Extract every row below that contains the string "water". Treat uppercase and lowercase as different.

Records from a point labeling set

□ □ □ □ □ □ □

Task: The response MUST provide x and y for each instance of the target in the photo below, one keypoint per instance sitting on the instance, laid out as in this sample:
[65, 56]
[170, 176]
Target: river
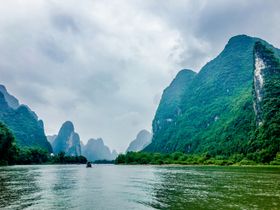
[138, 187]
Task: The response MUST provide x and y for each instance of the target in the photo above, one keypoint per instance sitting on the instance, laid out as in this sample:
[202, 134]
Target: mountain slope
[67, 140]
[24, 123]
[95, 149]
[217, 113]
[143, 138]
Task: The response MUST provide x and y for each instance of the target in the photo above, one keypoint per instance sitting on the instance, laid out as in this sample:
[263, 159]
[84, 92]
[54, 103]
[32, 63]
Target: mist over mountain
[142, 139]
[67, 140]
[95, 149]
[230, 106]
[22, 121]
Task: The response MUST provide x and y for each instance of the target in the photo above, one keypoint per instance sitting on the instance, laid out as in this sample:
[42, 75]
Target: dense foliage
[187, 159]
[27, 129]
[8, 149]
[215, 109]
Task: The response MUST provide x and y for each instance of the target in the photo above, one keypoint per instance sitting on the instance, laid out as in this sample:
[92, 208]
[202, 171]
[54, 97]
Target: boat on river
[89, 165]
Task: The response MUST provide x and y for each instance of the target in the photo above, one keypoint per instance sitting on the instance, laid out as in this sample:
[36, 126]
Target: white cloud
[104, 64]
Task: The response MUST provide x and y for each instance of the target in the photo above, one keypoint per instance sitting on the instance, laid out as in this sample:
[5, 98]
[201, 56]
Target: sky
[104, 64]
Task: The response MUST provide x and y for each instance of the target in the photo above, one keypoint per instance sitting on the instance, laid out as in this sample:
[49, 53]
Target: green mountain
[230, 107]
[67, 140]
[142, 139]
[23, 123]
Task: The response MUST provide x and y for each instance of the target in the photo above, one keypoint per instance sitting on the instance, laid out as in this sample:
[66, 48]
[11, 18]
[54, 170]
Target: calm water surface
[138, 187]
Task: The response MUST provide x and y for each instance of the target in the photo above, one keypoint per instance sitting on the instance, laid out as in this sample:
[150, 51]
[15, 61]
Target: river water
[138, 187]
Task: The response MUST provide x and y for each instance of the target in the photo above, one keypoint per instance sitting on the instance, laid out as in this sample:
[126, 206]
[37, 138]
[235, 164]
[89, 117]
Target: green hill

□ □ □ □ □ □ □

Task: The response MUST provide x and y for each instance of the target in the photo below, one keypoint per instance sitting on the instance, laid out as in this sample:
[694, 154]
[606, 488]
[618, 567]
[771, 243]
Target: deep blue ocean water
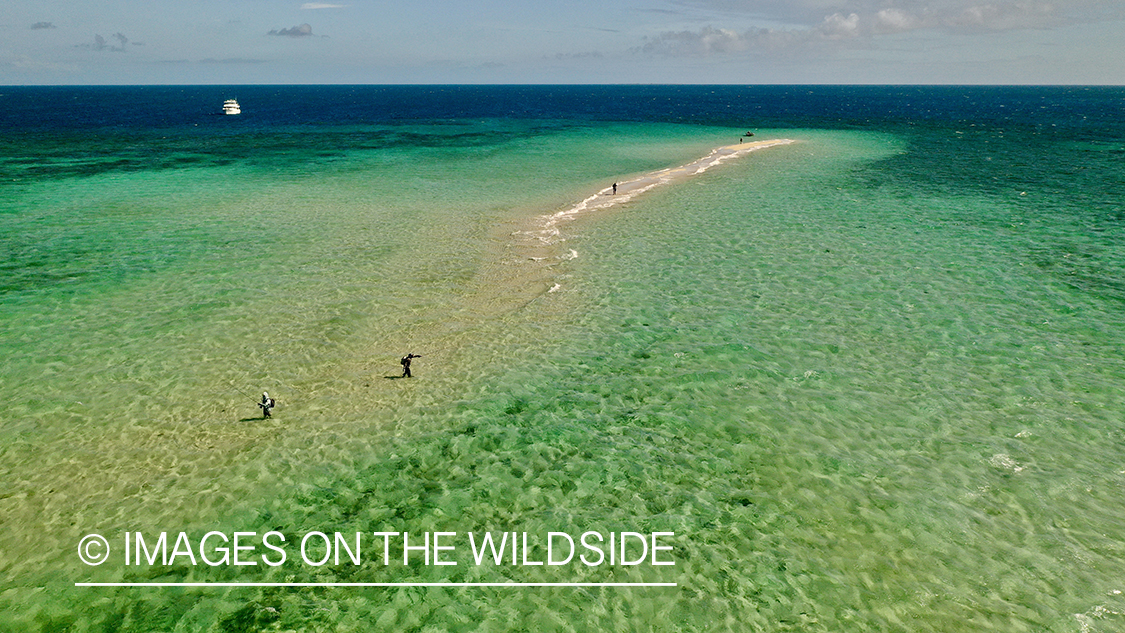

□ □ □ □ □ □ □

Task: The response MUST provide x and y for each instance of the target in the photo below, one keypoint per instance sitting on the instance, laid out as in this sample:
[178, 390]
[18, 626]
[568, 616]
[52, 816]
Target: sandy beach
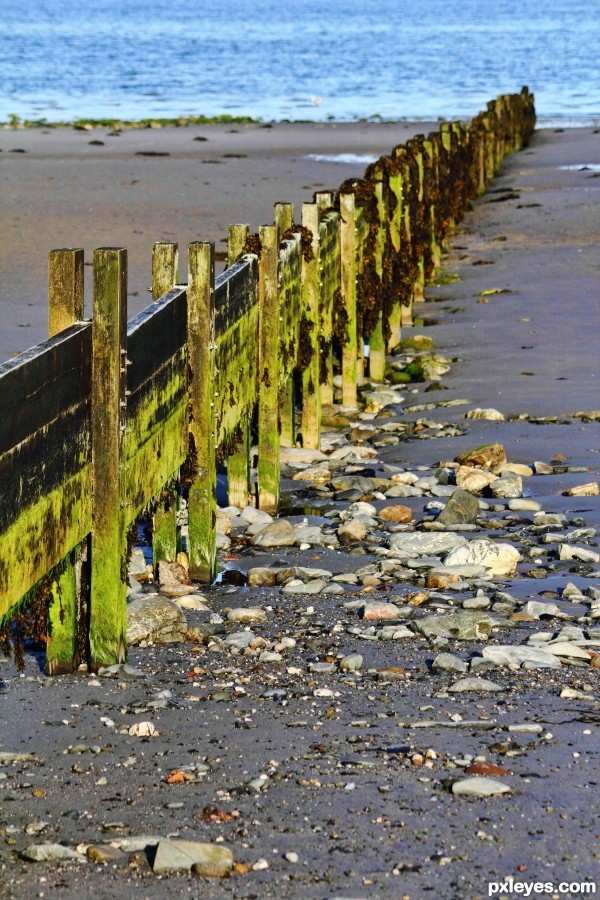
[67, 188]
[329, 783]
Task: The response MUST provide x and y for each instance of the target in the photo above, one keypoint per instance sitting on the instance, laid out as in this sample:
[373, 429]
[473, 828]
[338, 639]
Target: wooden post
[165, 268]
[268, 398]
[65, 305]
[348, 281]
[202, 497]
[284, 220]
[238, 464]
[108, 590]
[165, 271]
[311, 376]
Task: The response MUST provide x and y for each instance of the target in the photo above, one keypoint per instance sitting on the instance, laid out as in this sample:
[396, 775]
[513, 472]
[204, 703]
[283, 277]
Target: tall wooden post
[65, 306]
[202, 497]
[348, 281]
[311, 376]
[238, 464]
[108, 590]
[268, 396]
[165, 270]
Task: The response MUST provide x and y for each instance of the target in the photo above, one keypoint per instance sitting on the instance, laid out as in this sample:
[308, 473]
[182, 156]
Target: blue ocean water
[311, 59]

□ □ □ □ □ □ □

#### In response:
Target: calm water surface
Target: river water
Target: deep blue ocean water
Target: blue ocean water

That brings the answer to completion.